Photography by Renan Teuman

Essay by Emily Lenz

Abstraction in Fiber and Paint, 1976-1989

This exhibition looks at the blending of fine art and craft by women artists in the 1970s and 1980s working in abstraction. Anchored by the work of Miriam Schapiro, a leader of Feminist Art and the Pattern & Decoration group (P&D), the exhibition looks at painters who use or reference fabric and fiber artists who work in painterly ways. All the artists in our exhibition use abstraction as a universal language and a means to explore color. The connection between abstraction and textiles is ancient; the warp and weft of woven textiles are the earliest examples of grids dating back 24,000 years. In the 1970s, the incorporation of craft into fine art was a feminist statement to acknowledge centuries of anonymous women’s work. The artists in our exhibition looked back and forward in time, embracing references to craft and nature while using computers or algorithms to achieve their vision. They embraced the plurality of materials and content seen in contemporary art today.

◆ Your goal
According to the exhibition essay, whose work anchors the exhibition? The data after this point comes from an unrelated source.

◆ Material supplied
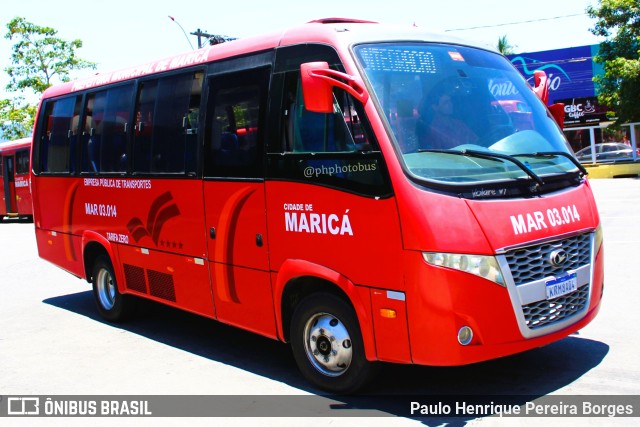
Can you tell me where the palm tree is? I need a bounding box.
[497,35,517,55]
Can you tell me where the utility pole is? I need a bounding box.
[190,28,214,49]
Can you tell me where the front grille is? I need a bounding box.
[522,285,589,329]
[505,233,591,286]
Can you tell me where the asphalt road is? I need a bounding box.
[0,179,640,426]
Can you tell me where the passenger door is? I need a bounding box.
[204,68,276,337]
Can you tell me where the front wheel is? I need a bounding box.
[93,256,135,322]
[291,293,377,393]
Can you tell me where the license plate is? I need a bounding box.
[546,273,578,299]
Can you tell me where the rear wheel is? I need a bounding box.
[93,256,136,322]
[291,293,377,393]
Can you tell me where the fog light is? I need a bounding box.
[458,326,473,345]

◆ The answer
Miriam Schapiro